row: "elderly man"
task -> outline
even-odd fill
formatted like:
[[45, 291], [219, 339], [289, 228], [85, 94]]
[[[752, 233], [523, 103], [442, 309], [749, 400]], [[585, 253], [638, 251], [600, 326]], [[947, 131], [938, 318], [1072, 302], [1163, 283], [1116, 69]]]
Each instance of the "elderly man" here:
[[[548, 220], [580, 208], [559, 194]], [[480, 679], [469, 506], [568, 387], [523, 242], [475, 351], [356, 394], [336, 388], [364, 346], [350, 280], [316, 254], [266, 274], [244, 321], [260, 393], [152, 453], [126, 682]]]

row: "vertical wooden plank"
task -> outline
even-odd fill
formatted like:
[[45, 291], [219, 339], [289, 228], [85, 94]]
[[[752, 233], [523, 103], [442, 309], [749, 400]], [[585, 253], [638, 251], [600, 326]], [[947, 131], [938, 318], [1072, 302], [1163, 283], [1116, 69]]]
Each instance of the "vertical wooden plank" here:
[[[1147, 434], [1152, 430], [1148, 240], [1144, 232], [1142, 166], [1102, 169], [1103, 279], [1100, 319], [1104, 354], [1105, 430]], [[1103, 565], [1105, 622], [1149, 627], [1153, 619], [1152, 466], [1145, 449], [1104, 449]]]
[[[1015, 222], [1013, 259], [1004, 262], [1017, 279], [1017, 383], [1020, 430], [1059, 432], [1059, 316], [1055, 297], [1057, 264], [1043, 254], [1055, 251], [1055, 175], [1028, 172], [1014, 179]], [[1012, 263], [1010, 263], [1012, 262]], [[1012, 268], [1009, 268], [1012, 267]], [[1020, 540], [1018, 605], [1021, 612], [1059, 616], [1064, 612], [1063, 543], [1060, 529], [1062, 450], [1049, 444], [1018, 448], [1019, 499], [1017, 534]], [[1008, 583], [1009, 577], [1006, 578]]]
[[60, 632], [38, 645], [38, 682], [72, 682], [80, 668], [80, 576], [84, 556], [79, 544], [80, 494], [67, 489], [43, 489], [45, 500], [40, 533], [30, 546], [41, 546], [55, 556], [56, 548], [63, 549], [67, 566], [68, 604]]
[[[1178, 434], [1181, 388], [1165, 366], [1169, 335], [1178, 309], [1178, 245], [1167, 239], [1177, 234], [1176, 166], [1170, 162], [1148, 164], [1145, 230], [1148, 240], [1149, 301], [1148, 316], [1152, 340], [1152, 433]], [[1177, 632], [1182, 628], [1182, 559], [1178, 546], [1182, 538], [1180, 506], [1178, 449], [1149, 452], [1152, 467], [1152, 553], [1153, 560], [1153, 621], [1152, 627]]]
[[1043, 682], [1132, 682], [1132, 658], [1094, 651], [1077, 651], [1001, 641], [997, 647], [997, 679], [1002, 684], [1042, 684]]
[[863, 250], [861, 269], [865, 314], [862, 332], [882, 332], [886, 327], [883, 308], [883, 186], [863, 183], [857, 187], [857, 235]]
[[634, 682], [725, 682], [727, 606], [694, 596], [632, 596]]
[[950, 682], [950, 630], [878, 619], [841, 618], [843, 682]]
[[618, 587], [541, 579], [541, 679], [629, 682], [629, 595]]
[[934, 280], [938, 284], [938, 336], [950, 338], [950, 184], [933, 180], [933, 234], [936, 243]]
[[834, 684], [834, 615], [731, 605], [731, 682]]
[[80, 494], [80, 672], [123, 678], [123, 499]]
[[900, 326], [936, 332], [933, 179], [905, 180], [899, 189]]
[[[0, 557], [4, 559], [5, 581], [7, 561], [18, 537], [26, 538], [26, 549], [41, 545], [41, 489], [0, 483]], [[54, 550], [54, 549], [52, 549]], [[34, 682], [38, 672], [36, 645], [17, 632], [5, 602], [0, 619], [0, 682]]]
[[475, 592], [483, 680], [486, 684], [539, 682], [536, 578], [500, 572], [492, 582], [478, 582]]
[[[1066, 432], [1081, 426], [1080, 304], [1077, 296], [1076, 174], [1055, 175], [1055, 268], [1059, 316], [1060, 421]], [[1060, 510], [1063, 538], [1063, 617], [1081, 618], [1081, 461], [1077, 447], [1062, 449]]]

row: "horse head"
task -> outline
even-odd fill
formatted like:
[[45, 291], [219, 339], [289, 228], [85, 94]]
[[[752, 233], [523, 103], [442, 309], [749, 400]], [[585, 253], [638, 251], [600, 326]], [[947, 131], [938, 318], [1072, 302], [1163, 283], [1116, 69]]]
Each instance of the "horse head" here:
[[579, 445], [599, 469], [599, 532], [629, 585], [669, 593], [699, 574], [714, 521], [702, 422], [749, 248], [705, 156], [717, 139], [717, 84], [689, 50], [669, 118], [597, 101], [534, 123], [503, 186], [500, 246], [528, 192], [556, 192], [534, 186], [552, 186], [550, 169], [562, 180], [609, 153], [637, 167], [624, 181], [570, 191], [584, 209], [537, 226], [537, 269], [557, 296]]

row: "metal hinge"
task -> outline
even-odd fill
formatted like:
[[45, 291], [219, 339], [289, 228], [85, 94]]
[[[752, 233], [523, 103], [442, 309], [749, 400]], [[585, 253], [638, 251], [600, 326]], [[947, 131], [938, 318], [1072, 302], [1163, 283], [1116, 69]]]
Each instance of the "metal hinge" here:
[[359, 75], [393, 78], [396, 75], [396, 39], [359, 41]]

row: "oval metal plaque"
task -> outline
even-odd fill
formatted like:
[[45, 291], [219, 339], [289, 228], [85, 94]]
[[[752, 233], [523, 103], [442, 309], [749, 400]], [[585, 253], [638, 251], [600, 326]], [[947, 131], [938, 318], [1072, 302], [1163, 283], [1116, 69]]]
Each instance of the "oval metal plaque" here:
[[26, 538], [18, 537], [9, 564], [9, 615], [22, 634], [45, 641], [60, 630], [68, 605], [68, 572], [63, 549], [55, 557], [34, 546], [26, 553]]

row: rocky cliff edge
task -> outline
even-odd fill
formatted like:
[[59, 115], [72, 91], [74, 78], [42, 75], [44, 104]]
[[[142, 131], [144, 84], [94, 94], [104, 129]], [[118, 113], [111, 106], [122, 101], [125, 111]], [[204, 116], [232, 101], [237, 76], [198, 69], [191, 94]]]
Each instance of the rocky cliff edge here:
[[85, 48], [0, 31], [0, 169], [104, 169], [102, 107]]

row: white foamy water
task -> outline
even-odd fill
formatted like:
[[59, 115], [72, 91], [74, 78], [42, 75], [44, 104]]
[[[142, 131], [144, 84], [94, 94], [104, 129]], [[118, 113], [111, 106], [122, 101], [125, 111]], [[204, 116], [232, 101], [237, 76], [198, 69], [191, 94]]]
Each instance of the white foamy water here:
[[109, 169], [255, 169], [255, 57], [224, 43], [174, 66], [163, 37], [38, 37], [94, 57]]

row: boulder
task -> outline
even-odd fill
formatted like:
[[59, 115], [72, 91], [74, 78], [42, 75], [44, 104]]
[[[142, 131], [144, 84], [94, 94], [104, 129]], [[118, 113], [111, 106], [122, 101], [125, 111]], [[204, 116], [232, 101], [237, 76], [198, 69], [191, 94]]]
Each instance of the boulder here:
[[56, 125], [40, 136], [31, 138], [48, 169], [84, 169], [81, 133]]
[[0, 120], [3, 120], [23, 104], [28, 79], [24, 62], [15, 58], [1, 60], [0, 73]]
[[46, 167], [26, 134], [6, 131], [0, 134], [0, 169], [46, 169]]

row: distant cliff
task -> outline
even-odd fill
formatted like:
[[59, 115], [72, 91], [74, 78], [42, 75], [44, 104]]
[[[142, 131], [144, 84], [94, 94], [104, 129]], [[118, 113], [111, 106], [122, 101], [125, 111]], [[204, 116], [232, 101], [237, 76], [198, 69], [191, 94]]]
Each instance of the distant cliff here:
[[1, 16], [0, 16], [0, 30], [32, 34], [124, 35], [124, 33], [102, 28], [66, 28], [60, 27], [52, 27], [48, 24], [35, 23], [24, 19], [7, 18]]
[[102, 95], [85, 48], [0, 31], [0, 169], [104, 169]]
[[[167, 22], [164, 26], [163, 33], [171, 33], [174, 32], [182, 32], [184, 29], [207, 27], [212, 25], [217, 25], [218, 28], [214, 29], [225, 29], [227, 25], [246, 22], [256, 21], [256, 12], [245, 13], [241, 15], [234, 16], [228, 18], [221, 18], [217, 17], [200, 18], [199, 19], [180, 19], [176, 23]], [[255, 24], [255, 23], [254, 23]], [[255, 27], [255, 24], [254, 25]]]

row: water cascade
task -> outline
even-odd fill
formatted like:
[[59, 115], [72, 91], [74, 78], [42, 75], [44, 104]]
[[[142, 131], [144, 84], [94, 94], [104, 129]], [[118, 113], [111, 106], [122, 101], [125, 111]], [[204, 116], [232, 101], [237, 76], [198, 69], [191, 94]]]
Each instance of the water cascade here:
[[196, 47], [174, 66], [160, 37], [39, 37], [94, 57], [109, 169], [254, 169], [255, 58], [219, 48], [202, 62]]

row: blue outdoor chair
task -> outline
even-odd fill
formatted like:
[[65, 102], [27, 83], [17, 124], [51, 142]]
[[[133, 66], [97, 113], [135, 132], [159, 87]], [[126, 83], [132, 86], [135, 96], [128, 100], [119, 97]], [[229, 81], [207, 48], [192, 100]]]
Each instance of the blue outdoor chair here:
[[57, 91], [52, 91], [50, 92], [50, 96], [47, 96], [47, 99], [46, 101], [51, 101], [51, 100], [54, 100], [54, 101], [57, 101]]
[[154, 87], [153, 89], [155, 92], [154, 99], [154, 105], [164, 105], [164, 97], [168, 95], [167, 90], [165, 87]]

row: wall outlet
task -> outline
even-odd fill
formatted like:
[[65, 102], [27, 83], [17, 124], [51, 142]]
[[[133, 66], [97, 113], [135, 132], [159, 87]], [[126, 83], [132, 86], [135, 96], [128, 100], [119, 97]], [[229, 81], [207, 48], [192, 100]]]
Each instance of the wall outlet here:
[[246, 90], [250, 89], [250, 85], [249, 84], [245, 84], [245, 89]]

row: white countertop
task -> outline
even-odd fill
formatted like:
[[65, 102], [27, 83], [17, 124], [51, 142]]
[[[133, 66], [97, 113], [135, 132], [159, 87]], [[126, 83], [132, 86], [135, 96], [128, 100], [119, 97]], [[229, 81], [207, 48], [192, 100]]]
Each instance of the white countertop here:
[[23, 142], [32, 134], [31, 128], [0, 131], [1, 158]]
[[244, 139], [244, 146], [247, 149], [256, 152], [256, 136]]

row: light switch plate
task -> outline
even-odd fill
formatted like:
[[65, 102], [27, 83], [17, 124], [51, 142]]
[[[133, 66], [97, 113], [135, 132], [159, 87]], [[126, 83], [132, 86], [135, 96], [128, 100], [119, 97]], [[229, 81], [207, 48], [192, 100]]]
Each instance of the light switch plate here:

» Task to carry out: Rewrite the lines from the line containing "row: white countertop" through the end of the records, replacing "light switch plate" with "light switch cover" and leaving everything else unchanged.

» Task result:
row: white countertop
task -> outline
even-odd fill
formatted like:
[[65, 102], [27, 83], [17, 124], [51, 142]]
[[[133, 66], [97, 113], [135, 132], [159, 87]], [[126, 83], [132, 86], [135, 96], [128, 100], [119, 97]], [[229, 81], [207, 48], [192, 100]]]
Each instance of the white countertop here:
[[23, 142], [32, 134], [31, 128], [0, 131], [1, 158]]
[[244, 139], [244, 146], [247, 149], [256, 152], [256, 136]]

row: light switch cover
task -> outline
even-odd fill
formatted like:
[[65, 102], [27, 83], [17, 124], [51, 142]]
[[[133, 66], [97, 113], [135, 132], [159, 87]], [[126, 83], [132, 86], [135, 96], [128, 100], [119, 97]], [[229, 81], [207, 48], [192, 100]]]
Each instance of the light switch cover here:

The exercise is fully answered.